## Texto proporcionado
Que 30 millones de personas en México estén trabajando más de 40 horas a la semana, según datos de la ENOE y publicados por El Economista, no es un indicador de productividad, sino un síntoma de un modelo laboral obsoleto que sacrifica el bienestar en el altar de una presunta rentabilidad. El debate sobre la reducción de la jornada laboral a 40 horas semanales, que gana fuerza en el Congreso, es mucho más que una discusión numérica; es una oportunidad histórica para modernizar la economía mexicana, mejorar la calidad de vida de los trabajadores y, paradójicamente, aumentar la competitividad del país.
La resistencia a este cambio suele basarse en mitos económicos. Se argumenta que perjudicará a las empresas, especialmente a las PyMEs, y que reducirá la producción. Sin embargo, la evidencia internacional demuestra lo contrario. Países como Alemania, con jornadas promedio menores a las 40 horas, tienen una productividad por hora trabajada muy superior a la mexicana. El secreto no está en la cantidad de horas presentes en el trabajo, sino en la calidad y eficiencia de esas horas. Un trabajador exhausto, con estrés crónico y sin tiempo para descansar, estudiar o convivir con su familia, es inherentemente menos productivo. La fatiga es enemiga de la innovación y la creatividad.

## Datos proporcionados

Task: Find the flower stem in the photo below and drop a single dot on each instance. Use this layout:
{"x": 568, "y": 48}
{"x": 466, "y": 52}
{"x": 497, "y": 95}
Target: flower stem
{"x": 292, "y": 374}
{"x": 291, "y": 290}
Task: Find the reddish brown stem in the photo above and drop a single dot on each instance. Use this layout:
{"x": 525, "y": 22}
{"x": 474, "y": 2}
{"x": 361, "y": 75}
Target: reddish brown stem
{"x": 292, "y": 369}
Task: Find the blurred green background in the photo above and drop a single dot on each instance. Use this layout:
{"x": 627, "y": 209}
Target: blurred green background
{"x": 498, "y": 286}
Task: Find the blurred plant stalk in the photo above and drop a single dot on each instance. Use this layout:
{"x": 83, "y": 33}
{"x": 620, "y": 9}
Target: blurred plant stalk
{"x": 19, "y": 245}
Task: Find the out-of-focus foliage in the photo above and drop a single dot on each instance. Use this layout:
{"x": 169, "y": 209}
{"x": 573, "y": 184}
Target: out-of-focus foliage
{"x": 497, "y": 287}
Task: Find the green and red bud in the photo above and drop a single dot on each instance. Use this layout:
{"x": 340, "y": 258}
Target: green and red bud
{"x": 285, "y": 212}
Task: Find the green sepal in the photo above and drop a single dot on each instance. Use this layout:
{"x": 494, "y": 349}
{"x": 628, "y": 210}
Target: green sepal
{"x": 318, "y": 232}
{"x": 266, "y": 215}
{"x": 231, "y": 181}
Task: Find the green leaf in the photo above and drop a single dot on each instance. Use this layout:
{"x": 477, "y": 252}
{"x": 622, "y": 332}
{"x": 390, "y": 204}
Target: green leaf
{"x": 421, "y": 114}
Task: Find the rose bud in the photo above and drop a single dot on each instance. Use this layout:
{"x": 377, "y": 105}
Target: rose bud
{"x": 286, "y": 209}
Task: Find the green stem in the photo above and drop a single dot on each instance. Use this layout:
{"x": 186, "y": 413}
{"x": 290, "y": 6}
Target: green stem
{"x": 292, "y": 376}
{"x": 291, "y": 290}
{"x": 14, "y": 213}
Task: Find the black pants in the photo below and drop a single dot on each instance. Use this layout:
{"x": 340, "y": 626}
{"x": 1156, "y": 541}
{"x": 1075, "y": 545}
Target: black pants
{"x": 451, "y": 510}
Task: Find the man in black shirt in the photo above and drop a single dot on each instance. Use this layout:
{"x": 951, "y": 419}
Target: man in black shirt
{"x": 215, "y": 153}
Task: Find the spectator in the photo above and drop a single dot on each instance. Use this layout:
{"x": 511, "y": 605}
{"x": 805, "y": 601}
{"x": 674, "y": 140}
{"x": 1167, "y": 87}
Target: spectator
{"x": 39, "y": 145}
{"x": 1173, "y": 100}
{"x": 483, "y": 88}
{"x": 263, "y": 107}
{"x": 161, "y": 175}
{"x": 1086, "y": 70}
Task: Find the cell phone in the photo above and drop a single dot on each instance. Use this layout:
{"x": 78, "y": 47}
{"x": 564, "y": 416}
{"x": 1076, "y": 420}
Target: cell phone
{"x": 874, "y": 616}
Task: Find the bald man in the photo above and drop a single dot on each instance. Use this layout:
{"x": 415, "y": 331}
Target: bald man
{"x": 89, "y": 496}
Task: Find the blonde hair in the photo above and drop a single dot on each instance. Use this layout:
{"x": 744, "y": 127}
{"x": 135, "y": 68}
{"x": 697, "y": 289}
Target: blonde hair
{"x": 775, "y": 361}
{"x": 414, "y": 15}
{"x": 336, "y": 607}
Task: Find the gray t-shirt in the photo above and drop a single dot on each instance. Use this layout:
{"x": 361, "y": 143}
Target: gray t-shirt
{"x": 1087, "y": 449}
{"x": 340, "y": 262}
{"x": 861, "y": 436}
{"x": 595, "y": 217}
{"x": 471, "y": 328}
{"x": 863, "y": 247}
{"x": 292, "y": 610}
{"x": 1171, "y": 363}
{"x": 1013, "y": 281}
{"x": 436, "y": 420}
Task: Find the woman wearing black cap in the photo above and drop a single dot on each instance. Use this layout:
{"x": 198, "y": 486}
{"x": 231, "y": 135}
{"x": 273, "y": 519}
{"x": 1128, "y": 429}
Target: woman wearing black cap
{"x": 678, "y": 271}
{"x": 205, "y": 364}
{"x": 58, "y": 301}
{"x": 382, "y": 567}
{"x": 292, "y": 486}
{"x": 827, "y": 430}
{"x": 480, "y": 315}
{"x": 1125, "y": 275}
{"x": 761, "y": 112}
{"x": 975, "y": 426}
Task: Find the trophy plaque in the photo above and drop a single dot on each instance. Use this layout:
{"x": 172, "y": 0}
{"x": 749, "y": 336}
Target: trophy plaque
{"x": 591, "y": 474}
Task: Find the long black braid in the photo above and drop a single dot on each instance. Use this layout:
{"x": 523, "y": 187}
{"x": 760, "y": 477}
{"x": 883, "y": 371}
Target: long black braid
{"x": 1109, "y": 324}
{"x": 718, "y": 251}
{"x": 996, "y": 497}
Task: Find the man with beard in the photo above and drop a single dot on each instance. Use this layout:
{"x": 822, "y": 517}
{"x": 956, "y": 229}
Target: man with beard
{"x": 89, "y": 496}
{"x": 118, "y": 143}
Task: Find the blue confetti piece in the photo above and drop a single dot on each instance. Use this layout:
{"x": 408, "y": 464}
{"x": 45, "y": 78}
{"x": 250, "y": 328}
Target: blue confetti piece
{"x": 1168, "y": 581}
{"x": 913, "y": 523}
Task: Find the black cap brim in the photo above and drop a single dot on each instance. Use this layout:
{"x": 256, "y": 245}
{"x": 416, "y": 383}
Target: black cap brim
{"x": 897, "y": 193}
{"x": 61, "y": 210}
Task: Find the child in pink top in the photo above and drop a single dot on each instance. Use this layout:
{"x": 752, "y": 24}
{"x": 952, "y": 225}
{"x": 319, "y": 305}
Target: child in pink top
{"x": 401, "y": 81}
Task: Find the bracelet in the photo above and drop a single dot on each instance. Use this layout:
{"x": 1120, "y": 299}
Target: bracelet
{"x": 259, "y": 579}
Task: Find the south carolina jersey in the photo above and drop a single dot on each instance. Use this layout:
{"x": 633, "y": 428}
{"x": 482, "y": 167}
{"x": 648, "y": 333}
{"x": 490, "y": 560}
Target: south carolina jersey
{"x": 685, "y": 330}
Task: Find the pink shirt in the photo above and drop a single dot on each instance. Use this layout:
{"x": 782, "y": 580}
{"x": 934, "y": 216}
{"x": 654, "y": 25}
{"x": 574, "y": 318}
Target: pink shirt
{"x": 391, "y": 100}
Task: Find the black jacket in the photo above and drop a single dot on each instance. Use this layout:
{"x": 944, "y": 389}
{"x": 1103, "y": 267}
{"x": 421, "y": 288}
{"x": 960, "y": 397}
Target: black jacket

## Tarea 1
Según el texto sobre la jornada laboral, ¿cuántas personas en México trabajan más de 40 horas a la semana?
## Tarea 2
Resuma en dos oraciones el texto sobre la jornada laboral.

## Respuesta 1
Treinta millones de personas, según datos de la ENOE publicados por El Economista.

## Respuesta 2
El texto sostiene que el hecho de que 30 millones de personas en México trabajen más de 40 horas semanales no refleja productividad, sino un modelo laboral obsoleto, y que reducir la jornada a 40 horas es una oportunidad para modernizar la economía, mejorar la calidad de vida y aumentar la competitividad. Frente a quienes afirman que la medida perjudicará a las empresas, el texto señala que países como Alemania, con jornadas más cortas, tienen una productividad por hora muy superior, porque lo decisivo es la calidad y eficiencia de las horas y no su cantidad.